▶ Task goal: Reproduce word for word the lines starting with the one containing "Mark a point on each instance of the blonde curly" and going on through the one containing "[(537, 310)]", both included.

▶ Source data:
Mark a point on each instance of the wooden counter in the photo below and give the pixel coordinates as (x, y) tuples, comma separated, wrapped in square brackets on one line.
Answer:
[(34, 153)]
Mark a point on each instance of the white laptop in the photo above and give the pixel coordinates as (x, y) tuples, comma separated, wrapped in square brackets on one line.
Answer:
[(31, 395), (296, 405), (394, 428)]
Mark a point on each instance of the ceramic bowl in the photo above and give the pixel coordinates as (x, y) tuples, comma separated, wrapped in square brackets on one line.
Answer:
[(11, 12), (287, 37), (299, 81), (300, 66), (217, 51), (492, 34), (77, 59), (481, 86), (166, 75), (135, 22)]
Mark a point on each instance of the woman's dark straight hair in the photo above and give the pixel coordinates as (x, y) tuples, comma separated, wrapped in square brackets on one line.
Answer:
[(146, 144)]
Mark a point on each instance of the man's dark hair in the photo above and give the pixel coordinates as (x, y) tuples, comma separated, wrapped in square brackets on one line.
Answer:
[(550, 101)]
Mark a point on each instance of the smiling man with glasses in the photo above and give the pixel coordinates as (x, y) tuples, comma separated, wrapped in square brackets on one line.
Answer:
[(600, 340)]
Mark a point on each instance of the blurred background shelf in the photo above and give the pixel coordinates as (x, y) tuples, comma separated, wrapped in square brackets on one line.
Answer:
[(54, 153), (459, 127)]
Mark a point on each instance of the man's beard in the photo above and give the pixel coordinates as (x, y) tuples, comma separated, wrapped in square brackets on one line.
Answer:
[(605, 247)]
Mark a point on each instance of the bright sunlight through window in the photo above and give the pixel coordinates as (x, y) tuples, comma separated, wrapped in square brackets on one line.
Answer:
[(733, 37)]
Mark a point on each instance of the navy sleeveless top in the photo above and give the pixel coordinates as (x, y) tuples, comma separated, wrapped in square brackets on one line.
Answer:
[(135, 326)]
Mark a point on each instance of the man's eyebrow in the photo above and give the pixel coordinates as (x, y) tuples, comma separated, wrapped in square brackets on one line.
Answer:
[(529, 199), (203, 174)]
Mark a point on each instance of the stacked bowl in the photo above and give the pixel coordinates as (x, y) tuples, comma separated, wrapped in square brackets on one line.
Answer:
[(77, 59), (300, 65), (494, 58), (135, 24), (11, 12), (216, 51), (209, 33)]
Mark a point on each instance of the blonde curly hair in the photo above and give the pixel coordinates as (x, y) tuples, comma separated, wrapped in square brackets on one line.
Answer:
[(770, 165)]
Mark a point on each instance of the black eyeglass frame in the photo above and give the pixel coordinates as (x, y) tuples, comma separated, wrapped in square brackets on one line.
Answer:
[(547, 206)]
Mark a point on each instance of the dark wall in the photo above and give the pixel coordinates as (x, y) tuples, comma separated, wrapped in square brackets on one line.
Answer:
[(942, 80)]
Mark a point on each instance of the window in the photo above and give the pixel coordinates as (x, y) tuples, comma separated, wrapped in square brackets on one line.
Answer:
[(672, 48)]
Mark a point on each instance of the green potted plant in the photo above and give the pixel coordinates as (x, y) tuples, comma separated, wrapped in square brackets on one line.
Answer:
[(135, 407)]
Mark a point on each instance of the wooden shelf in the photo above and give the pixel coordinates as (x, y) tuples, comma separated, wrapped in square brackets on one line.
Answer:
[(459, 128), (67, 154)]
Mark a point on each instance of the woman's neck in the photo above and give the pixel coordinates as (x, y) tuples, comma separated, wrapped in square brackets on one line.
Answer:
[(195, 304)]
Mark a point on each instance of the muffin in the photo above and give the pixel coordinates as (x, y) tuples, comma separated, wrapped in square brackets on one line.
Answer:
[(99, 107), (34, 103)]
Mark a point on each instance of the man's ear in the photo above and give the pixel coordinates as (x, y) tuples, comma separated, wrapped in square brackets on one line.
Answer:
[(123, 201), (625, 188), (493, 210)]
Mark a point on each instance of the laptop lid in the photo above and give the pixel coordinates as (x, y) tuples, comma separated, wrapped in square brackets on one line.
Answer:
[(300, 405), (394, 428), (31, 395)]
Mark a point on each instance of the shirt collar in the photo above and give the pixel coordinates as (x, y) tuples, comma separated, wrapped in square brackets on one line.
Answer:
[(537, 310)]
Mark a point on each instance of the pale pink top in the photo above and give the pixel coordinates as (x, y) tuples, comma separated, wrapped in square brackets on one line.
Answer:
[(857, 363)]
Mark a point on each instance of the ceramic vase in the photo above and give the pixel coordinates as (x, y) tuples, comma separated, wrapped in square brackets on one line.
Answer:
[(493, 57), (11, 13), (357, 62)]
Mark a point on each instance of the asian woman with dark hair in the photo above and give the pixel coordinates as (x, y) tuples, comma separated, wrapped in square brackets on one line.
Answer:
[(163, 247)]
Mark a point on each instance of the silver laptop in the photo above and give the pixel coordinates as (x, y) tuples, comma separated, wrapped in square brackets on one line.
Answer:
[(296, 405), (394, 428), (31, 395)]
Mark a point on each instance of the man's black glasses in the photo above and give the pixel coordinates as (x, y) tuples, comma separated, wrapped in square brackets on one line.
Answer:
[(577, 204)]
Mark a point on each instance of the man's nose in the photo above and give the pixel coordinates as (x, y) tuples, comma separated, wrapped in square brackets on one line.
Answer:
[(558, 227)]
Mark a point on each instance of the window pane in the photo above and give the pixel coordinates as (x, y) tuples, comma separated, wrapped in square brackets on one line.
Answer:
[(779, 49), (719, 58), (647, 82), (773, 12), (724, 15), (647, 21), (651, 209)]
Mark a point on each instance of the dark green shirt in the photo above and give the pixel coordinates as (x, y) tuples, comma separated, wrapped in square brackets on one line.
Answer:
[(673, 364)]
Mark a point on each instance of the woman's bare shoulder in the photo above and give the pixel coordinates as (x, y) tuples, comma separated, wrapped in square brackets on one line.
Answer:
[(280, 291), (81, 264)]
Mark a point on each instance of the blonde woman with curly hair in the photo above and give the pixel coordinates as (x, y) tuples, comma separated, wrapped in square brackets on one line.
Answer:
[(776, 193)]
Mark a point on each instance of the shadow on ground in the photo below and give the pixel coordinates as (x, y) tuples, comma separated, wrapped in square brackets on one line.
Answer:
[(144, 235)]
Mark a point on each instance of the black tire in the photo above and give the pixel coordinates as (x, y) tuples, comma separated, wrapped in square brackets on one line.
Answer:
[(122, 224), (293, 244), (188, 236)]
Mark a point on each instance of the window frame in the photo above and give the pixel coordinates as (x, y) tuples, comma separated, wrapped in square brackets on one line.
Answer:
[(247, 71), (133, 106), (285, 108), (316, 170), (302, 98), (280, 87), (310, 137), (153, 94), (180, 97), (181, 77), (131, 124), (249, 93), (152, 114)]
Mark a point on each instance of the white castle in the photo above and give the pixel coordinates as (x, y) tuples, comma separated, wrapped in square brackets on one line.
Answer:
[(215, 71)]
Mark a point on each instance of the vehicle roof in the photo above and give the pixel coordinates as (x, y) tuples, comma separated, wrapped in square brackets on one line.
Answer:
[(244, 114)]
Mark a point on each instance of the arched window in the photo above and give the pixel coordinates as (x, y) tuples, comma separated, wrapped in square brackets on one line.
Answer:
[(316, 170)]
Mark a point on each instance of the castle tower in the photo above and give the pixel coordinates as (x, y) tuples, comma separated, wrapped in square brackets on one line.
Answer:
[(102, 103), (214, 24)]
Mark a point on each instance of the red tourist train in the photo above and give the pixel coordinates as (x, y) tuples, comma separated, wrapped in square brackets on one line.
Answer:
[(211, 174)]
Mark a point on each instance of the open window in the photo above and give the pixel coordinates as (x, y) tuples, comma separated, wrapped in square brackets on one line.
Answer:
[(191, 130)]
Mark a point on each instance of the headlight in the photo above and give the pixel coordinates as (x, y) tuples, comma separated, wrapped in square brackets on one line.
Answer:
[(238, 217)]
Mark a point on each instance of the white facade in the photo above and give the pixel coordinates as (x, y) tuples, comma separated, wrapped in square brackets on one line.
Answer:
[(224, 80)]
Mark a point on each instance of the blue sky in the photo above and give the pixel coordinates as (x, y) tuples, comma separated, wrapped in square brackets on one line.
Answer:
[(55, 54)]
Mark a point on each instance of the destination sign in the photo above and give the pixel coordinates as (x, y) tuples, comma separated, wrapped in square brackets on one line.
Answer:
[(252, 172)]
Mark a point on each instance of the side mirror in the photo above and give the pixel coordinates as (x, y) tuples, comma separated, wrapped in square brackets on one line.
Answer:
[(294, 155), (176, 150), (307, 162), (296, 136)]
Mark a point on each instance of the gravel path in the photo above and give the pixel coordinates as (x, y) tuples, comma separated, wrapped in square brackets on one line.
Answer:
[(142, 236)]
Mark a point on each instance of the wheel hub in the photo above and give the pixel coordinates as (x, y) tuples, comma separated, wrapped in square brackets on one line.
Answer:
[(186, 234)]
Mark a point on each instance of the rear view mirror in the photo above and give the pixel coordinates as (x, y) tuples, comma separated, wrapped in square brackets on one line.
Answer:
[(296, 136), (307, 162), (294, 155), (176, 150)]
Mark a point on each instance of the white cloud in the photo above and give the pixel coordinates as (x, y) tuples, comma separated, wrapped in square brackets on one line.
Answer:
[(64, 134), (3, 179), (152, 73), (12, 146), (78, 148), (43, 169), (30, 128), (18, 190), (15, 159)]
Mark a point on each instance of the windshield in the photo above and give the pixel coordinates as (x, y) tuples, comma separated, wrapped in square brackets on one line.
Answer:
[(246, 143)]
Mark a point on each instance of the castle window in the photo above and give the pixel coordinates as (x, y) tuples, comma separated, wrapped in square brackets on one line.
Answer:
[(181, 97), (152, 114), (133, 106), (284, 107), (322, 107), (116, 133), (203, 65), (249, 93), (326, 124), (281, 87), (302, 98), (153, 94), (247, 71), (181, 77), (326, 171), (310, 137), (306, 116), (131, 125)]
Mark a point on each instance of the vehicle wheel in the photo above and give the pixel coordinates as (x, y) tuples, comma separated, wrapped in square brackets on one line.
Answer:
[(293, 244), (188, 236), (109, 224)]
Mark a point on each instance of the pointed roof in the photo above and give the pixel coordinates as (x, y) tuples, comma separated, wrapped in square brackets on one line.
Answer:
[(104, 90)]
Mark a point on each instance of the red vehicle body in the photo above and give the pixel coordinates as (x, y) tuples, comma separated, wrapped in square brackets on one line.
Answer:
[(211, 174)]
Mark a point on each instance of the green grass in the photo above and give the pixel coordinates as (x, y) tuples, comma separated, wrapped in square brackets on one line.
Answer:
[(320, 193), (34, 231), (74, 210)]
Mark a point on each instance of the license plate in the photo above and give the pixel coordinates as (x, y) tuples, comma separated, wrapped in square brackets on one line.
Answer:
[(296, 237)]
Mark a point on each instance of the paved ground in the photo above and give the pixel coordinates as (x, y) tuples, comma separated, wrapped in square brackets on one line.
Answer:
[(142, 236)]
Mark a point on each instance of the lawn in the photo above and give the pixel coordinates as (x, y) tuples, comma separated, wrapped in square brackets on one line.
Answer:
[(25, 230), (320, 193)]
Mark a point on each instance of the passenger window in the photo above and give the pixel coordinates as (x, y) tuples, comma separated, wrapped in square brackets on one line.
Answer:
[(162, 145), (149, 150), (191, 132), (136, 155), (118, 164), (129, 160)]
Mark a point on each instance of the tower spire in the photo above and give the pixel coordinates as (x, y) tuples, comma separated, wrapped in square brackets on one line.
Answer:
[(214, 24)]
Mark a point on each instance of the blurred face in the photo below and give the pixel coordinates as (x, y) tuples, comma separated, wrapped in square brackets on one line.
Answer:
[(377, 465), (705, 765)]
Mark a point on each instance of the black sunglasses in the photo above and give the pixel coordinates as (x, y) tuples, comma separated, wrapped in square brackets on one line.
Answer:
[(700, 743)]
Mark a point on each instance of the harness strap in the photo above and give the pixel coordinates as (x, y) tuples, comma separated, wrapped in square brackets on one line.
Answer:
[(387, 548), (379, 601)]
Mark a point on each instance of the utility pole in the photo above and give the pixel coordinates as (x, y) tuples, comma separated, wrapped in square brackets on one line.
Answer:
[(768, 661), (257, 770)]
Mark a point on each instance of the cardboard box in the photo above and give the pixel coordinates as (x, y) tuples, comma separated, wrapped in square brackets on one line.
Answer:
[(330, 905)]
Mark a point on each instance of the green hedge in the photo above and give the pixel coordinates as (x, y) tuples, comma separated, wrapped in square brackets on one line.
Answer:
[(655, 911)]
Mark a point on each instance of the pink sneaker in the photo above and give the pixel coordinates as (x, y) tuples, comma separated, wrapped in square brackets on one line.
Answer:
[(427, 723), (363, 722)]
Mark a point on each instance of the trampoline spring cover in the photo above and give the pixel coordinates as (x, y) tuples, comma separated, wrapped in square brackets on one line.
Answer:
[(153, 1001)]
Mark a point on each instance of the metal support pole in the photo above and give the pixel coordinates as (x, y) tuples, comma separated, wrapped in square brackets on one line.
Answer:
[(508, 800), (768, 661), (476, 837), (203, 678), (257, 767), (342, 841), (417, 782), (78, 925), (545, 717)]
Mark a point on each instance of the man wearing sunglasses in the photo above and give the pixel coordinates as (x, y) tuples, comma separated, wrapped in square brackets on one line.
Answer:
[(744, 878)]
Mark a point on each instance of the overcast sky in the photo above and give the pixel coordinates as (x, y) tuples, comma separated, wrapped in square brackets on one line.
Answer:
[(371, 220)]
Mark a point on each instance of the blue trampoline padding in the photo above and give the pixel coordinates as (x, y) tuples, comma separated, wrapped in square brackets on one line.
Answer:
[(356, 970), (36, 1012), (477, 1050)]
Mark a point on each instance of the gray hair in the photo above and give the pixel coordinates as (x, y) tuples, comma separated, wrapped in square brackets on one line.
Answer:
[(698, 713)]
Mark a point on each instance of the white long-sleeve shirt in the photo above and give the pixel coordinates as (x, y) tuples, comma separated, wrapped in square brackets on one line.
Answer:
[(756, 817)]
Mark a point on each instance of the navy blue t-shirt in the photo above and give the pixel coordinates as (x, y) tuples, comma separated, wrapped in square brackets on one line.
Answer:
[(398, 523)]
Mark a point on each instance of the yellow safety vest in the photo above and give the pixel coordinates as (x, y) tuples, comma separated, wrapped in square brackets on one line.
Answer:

▶ Right answer:
Mark a point on each instance of the blonde curly hair in the photo above and give the pixel coordinates as (x, y) tuples, comma separated, wrapped in square brackets on one line.
Answer:
[(770, 165)]
Mark a point on each instance of the black eyeglass frame in the photo above and give the pixel coordinates as (x, y) tuples, comma separated, wrapped in square brackets on one line.
Answer:
[(547, 206)]
Mark a point on each instance of the dark wall in the photo above and give the pixel coordinates as (x, y) tuples, comma separated, wrapped in square brackets on one line.
Answer:
[(942, 80)]
Mark a point on each instance of the window in the photo above and give the pixel coordinates as (x, y) tuples, comma separated, wrapped in square brackets on one line.
Answer:
[(672, 48)]
Mark a point on each instance of the green potted plant in the photo above and give the pixel coordinates as (x, y) tuples, comma separated, wrapped in square brackets on one line.
Answer:
[(135, 407)]
Mark a point on each instance of the wooden shelf in the photo above and give the pixel coordinates as (x, y) tuples, comma separated, wrapped in square brackets on one line.
Answer:
[(459, 128), (67, 154)]
Mark a point on each instance of the woman's neck in the photo above and give the pixel coordinates as (x, y) tuples, comma separated, wrapped in square brackets on one line.
Answer:
[(195, 304)]
Mark a point on each instance of the muffin in the photo above and give the pixel coordinates as (x, y) tuples, comma separated, wrapped in square brackets on one line.
Answer:
[(99, 107), (34, 103)]
Mark a point on each instance of the man's ear in the photo above and give the pixel coordinates as (x, y) tuples, comma separated, wrapped in square brackets on one line.
Answer:
[(123, 201), (625, 188), (493, 210)]
Mark a point on each instance of the laptop lid in the photo above and give the pixel coordinates as (x, y) tuples, comma separated, wrapped in square brackets on one line.
Answer:
[(300, 405), (394, 428), (31, 395)]
Mark a point on each instance of the shirt collar in the photo above and give the pixel coordinates as (x, y) tuples, comma separated, wrapped in square brackets on one line.
Answer:
[(537, 310)]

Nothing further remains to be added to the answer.